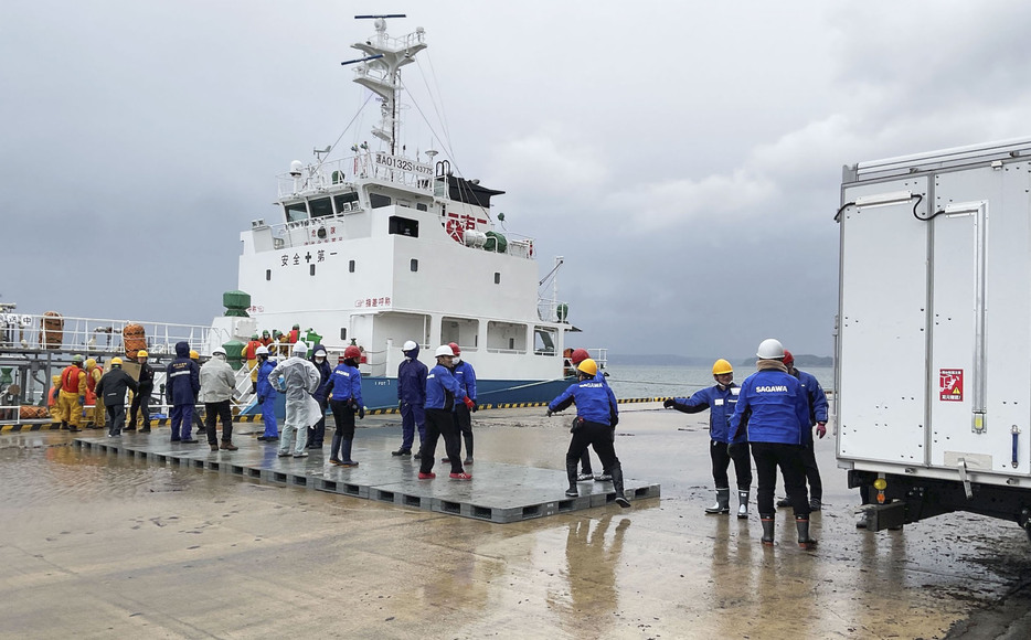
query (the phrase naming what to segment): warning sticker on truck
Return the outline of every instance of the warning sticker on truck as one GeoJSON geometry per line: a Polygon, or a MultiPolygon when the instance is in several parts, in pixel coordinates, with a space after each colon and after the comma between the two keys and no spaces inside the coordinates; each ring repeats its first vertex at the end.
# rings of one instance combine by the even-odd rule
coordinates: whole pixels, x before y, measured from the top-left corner
{"type": "Polygon", "coordinates": [[[963,370],[938,370],[938,399],[953,403],[963,402],[963,370]]]}

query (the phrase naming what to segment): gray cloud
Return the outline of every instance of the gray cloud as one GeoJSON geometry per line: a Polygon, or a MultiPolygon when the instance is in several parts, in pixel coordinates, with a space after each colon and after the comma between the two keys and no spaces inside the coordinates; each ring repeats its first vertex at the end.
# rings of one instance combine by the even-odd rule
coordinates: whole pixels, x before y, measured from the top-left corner
{"type": "MultiPolygon", "coordinates": [[[[507,191],[496,212],[536,238],[542,274],[565,256],[577,344],[737,358],[776,335],[828,354],[841,166],[1028,131],[1016,1],[470,7],[396,8],[391,31],[431,43],[405,72],[406,145],[438,146],[418,120],[443,109],[433,130],[507,191]]],[[[7,8],[3,300],[206,323],[238,232],[276,215],[274,175],[365,99],[338,64],[372,31],[352,18],[329,1],[7,8]]]]}

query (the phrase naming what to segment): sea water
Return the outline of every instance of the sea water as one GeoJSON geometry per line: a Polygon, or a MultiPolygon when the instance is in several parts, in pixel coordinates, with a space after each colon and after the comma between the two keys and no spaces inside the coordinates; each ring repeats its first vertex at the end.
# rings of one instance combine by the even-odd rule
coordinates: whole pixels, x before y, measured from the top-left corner
{"type": "MultiPolygon", "coordinates": [[[[617,398],[690,397],[698,390],[715,384],[709,366],[610,364],[605,371],[617,398]]],[[[812,366],[804,371],[816,376],[823,391],[833,391],[833,367],[812,366]]],[[[753,367],[735,367],[734,382],[741,384],[754,372],[753,367]]]]}

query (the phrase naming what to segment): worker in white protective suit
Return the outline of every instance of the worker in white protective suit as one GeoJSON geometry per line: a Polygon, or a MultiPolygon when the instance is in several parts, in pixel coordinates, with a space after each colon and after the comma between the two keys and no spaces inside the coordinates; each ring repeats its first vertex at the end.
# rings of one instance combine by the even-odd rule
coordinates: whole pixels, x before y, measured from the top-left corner
{"type": "MultiPolygon", "coordinates": [[[[308,456],[305,447],[308,445],[308,427],[313,422],[308,419],[308,405],[309,402],[318,404],[311,394],[319,388],[321,375],[319,375],[319,370],[307,360],[307,355],[308,345],[297,342],[294,344],[291,355],[277,364],[268,374],[268,382],[272,383],[273,388],[286,394],[286,422],[283,424],[283,433],[279,436],[280,458],[290,455],[290,440],[295,431],[297,442],[294,446],[294,457],[306,458],[308,456]]],[[[312,417],[318,419],[318,416],[312,417]]]]}

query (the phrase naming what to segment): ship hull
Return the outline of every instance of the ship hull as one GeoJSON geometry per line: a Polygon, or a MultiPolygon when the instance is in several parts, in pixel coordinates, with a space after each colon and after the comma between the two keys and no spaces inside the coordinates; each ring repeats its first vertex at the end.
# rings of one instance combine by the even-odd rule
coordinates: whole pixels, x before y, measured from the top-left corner
{"type": "MultiPolygon", "coordinates": [[[[478,380],[477,403],[480,406],[525,405],[549,403],[559,396],[572,384],[573,380],[478,380]]],[[[276,416],[285,417],[284,396],[276,402],[276,416]]],[[[396,408],[397,378],[396,377],[363,377],[362,399],[368,409],[396,408]]],[[[252,404],[242,410],[242,415],[262,413],[261,406],[252,404]]]]}

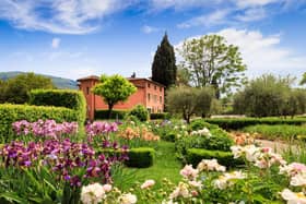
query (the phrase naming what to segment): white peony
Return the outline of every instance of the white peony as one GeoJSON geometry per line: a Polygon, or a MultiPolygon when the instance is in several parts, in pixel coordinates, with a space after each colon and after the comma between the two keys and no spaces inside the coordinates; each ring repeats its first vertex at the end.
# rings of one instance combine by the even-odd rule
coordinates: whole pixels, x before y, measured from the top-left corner
{"type": "Polygon", "coordinates": [[[306,204],[306,196],[303,192],[295,193],[289,189],[281,192],[282,197],[287,201],[287,204],[306,204]]]}
{"type": "Polygon", "coordinates": [[[94,183],[82,187],[81,201],[83,204],[97,204],[105,197],[105,191],[102,184],[94,183]]]}
{"type": "Polygon", "coordinates": [[[131,193],[126,193],[119,196],[120,204],[134,204],[137,202],[137,196],[131,193]]]}

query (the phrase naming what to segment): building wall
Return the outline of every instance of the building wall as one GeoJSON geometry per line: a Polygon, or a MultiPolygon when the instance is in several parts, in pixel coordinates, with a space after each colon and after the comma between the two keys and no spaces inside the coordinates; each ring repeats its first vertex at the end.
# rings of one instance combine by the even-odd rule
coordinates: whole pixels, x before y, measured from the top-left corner
{"type": "MultiPolygon", "coordinates": [[[[114,109],[132,109],[136,105],[143,105],[151,112],[164,111],[164,87],[144,79],[130,79],[137,86],[137,92],[132,94],[127,101],[118,103],[114,109]]],[[[80,82],[80,89],[84,93],[87,103],[87,117],[93,120],[94,111],[98,109],[108,109],[101,96],[94,95],[91,88],[98,83],[98,80],[89,79],[80,82]]]]}

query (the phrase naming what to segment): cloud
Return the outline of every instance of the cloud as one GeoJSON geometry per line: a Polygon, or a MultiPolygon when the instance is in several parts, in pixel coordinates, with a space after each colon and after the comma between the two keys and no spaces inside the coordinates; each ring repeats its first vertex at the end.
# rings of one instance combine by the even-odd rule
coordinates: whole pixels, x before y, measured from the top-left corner
{"type": "Polygon", "coordinates": [[[179,28],[189,28],[189,27],[200,26],[200,25],[212,26],[217,24],[224,24],[226,22],[225,17],[227,16],[228,13],[229,13],[228,10],[217,10],[210,14],[204,14],[188,20],[184,23],[178,24],[177,26],[179,28]]]}
{"type": "Polygon", "coordinates": [[[1,0],[0,19],[17,28],[57,34],[85,34],[99,21],[130,5],[133,0],[1,0]]]}
{"type": "Polygon", "coordinates": [[[259,21],[267,16],[263,8],[251,8],[244,11],[244,14],[235,16],[236,20],[242,22],[259,21]]]}
{"type": "Polygon", "coordinates": [[[51,48],[57,49],[60,45],[60,38],[55,37],[51,43],[51,48]]]}
{"type": "Polygon", "coordinates": [[[222,29],[216,34],[239,47],[249,76],[267,72],[299,75],[306,69],[306,57],[282,47],[281,35],[263,36],[259,31],[235,28],[222,29]]]}
{"type": "MultiPolygon", "coordinates": [[[[299,76],[306,70],[306,57],[298,56],[291,48],[282,47],[279,34],[263,36],[259,31],[236,28],[225,28],[215,34],[223,36],[228,44],[238,46],[249,77],[263,73],[299,76]]],[[[179,49],[181,46],[183,41],[175,47],[179,49]]]]}
{"type": "Polygon", "coordinates": [[[149,26],[149,25],[144,25],[144,26],[142,26],[141,31],[143,33],[145,33],[145,34],[151,34],[151,33],[158,32],[160,28],[158,27],[149,26]]]}

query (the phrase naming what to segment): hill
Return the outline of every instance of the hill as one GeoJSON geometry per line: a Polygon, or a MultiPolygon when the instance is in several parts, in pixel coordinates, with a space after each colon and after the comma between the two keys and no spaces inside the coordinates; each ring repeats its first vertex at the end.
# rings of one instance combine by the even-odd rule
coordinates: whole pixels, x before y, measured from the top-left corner
{"type": "MultiPolygon", "coordinates": [[[[24,74],[24,73],[26,73],[26,72],[17,72],[17,71],[16,72],[0,72],[0,80],[7,81],[11,77],[14,77],[16,75],[24,74]]],[[[78,89],[78,83],[73,80],[52,76],[52,75],[45,75],[45,74],[39,74],[39,75],[51,79],[55,86],[60,89],[78,89]]]]}

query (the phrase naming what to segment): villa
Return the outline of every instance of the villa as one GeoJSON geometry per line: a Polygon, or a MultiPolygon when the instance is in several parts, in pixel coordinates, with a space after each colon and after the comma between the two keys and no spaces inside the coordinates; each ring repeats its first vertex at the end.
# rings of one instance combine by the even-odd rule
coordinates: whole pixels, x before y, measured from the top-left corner
{"type": "MultiPolygon", "coordinates": [[[[165,103],[165,86],[145,77],[128,77],[136,87],[127,101],[114,106],[117,110],[132,109],[136,105],[143,105],[150,112],[163,112],[165,103]]],[[[108,109],[101,96],[94,95],[91,89],[99,83],[99,77],[90,75],[78,80],[79,88],[84,93],[87,103],[87,118],[93,120],[95,110],[108,109]]]]}

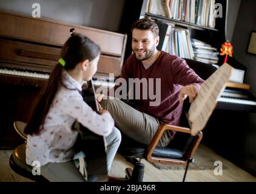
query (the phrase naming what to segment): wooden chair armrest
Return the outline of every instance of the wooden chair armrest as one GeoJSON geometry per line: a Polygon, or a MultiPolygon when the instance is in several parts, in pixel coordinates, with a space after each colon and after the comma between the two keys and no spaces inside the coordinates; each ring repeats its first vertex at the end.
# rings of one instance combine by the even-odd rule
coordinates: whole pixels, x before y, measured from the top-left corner
{"type": "MultiPolygon", "coordinates": [[[[149,145],[149,147],[147,147],[147,156],[146,156],[147,160],[149,161],[153,161],[152,158],[152,154],[153,153],[153,151],[154,150],[155,148],[157,147],[161,137],[163,135],[163,133],[166,130],[172,130],[183,132],[183,133],[191,133],[191,130],[189,128],[171,125],[167,124],[161,124],[158,127],[158,129],[155,132],[152,139],[151,140],[150,143],[149,145]]],[[[201,139],[203,137],[203,133],[200,132],[197,135],[198,136],[198,142],[197,142],[196,147],[195,147],[195,149],[192,150],[191,153],[192,156],[194,155],[194,153],[195,152],[195,149],[197,148],[198,145],[201,141],[201,139]]]]}

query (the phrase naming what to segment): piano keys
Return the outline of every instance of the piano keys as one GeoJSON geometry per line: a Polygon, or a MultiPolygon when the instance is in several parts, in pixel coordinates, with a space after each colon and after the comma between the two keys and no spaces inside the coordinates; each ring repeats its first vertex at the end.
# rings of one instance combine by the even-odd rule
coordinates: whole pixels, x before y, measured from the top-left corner
{"type": "Polygon", "coordinates": [[[256,112],[256,98],[246,90],[225,89],[218,99],[216,109],[256,112]]]}

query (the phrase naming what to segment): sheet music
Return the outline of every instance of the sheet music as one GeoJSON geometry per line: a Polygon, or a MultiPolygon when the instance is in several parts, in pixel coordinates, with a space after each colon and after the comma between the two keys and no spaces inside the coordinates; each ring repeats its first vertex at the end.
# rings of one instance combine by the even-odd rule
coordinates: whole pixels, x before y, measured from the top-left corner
::::
Put the listing lines from the line with "query (the phrase naming what to segment): villa" to the line with "Return the outline of every instance of the villa" into a Markdown table with columns No. and Line, one row per line, skipping blank lines.

| No. | Line |
|---|---|
| 1 | query (the phrase naming what to segment): villa |
| 2 | Return the outline of every instance of the villa as one GeoJSON geometry per line: a Polygon, or a MultiPolygon when the instance is in several parts, in pixel coordinates, with a space after each colon and after the comma between the two keys and no spaces inside the coordinates; each ring repeats its first vertex at the end. |